> _Exercise prompt_:
Pull out every line of the entries below that contains the string "garden", and copy each one unchanged.

[Position annotation records]
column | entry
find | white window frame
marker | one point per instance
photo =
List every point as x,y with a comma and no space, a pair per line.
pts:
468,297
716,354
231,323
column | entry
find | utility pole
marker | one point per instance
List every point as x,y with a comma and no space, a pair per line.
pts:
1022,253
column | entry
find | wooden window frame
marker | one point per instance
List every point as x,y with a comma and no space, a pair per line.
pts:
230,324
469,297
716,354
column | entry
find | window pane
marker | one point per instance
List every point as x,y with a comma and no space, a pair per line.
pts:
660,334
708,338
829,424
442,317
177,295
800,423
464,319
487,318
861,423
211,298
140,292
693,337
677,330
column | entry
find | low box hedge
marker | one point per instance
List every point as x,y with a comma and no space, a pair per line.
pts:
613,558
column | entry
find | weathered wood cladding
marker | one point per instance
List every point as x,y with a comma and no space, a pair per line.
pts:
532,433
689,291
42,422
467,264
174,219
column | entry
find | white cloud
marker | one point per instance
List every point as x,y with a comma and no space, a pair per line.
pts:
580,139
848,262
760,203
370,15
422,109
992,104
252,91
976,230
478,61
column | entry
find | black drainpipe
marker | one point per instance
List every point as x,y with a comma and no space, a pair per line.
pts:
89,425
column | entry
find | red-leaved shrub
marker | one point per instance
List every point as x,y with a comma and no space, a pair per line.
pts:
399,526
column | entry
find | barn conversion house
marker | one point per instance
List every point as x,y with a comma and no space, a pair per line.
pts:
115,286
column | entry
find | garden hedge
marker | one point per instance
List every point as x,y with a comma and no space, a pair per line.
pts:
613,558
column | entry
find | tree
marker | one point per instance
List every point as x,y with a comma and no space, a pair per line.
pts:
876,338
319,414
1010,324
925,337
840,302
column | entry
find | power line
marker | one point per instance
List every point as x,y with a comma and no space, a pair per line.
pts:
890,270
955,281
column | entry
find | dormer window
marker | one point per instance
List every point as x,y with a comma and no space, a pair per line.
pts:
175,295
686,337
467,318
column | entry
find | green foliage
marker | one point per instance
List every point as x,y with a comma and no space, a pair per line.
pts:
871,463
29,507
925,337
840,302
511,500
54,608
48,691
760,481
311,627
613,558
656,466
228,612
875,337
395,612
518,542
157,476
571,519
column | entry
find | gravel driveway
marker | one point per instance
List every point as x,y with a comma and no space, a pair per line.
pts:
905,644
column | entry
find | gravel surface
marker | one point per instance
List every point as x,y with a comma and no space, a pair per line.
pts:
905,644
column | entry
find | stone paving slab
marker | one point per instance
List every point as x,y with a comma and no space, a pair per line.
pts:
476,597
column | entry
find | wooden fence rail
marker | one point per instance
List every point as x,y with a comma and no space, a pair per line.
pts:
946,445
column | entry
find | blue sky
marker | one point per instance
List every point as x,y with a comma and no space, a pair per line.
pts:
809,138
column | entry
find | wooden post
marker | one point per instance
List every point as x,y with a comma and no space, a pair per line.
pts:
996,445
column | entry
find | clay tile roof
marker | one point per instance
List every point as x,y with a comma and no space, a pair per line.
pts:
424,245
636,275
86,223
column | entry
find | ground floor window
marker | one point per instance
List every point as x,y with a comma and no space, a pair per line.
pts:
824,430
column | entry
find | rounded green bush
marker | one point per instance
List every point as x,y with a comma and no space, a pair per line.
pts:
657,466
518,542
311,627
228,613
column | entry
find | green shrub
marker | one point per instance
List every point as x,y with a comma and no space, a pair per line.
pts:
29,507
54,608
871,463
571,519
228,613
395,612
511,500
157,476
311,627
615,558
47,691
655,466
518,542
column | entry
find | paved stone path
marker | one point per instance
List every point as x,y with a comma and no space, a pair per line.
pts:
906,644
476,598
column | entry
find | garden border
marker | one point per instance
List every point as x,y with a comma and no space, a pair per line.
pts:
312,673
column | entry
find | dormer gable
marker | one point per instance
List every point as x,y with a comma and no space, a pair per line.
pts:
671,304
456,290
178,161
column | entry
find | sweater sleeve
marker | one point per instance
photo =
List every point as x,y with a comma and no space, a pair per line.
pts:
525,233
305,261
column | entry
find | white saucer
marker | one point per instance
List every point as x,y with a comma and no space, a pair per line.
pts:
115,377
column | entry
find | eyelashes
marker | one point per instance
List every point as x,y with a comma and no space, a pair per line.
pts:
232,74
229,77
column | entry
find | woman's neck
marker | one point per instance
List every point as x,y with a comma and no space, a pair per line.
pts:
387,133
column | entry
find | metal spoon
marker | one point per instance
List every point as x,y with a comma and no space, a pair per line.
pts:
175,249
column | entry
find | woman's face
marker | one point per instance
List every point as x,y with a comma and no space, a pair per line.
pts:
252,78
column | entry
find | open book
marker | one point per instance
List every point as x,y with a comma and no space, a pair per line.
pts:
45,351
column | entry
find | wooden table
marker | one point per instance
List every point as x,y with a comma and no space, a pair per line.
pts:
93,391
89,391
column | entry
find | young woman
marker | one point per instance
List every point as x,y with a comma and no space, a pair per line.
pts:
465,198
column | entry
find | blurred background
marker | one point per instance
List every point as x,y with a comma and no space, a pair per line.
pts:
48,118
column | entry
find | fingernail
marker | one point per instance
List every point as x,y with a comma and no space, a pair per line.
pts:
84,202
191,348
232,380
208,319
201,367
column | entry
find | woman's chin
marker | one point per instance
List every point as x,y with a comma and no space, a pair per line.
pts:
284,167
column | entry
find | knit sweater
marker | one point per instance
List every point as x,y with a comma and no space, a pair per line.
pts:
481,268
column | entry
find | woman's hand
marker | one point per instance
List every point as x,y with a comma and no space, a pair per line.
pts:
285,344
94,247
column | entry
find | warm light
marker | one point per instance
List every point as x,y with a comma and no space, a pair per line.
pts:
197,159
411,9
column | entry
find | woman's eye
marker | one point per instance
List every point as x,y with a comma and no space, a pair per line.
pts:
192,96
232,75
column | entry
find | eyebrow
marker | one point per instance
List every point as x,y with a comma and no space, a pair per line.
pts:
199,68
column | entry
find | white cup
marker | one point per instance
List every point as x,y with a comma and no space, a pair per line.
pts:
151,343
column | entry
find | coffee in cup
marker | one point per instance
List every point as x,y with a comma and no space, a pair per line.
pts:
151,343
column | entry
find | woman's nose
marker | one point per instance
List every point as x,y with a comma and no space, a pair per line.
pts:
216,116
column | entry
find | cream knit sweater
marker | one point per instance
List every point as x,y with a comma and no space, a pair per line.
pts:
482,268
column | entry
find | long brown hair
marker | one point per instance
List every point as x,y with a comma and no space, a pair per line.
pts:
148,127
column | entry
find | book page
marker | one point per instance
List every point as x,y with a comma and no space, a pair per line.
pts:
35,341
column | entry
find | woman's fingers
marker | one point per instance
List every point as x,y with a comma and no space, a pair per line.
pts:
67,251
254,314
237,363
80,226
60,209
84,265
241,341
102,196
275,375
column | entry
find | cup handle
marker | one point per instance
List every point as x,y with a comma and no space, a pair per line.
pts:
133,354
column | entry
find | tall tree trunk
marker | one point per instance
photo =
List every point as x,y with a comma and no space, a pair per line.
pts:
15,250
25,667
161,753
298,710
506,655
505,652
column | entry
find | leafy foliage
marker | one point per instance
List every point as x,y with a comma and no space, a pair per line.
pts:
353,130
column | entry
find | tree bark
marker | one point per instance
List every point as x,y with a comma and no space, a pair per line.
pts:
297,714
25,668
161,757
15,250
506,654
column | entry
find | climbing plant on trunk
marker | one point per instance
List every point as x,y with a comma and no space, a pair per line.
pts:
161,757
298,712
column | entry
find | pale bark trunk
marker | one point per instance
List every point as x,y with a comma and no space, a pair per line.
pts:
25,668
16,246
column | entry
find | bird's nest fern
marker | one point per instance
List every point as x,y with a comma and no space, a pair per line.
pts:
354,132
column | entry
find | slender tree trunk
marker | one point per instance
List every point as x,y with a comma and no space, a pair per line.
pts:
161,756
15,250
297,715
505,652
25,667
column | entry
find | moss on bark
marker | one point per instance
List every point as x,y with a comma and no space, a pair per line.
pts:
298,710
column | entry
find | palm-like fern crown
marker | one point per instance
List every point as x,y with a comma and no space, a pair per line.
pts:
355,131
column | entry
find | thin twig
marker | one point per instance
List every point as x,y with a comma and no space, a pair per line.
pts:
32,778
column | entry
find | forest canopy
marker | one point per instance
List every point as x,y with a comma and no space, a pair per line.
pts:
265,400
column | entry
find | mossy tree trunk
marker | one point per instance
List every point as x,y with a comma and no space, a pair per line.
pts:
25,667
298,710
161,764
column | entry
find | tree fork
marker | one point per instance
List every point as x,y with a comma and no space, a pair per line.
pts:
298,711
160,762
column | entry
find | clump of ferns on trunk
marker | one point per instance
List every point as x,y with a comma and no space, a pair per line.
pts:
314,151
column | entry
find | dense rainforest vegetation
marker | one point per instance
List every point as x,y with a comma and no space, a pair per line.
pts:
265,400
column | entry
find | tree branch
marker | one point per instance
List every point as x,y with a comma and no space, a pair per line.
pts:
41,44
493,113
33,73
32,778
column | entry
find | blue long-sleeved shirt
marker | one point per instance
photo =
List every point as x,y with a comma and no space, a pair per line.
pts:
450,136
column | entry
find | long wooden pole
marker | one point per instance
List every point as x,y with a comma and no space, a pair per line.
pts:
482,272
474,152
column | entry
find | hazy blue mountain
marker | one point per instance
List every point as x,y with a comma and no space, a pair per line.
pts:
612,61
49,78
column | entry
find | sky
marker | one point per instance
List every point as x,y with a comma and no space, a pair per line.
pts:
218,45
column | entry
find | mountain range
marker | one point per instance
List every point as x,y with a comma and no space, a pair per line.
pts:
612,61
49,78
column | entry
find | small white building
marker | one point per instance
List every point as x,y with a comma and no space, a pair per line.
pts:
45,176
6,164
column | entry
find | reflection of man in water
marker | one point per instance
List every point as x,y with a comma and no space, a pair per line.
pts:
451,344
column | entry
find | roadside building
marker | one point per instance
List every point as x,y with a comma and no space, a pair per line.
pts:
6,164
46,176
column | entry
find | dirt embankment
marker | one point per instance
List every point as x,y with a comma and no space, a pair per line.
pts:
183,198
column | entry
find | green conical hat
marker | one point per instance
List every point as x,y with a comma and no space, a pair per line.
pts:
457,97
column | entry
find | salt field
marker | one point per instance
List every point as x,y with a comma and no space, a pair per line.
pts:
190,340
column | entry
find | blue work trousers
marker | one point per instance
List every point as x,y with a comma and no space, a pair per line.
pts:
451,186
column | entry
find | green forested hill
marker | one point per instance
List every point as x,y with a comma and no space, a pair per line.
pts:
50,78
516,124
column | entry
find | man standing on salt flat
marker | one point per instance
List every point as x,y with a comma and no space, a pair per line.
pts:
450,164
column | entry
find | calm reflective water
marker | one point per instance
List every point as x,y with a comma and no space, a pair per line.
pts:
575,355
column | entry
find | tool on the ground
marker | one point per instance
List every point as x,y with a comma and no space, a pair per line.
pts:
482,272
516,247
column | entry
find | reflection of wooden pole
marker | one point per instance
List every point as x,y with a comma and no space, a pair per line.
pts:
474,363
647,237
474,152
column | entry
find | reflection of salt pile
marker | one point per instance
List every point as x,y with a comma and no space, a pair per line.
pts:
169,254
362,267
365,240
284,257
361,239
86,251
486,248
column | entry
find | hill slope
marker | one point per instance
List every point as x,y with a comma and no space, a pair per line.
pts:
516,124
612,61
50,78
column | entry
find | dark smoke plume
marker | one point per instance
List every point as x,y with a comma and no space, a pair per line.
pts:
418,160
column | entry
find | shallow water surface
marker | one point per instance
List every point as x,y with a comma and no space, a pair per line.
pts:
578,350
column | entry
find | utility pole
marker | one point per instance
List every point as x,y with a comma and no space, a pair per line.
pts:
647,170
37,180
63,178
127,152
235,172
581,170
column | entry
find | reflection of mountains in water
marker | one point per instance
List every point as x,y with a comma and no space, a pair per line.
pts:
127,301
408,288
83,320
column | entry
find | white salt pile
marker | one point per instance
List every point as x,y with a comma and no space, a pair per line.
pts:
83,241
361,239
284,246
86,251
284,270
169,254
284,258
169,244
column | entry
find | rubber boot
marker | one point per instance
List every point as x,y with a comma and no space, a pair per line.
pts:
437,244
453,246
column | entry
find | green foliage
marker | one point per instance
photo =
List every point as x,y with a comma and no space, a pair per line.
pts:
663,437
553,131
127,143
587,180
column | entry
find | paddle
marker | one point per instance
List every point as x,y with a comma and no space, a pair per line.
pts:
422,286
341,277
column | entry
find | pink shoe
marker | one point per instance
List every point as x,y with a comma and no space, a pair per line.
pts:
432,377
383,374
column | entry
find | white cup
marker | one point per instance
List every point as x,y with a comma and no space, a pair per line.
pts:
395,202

> _Exercise output_:
find | garden hedge
find | garden border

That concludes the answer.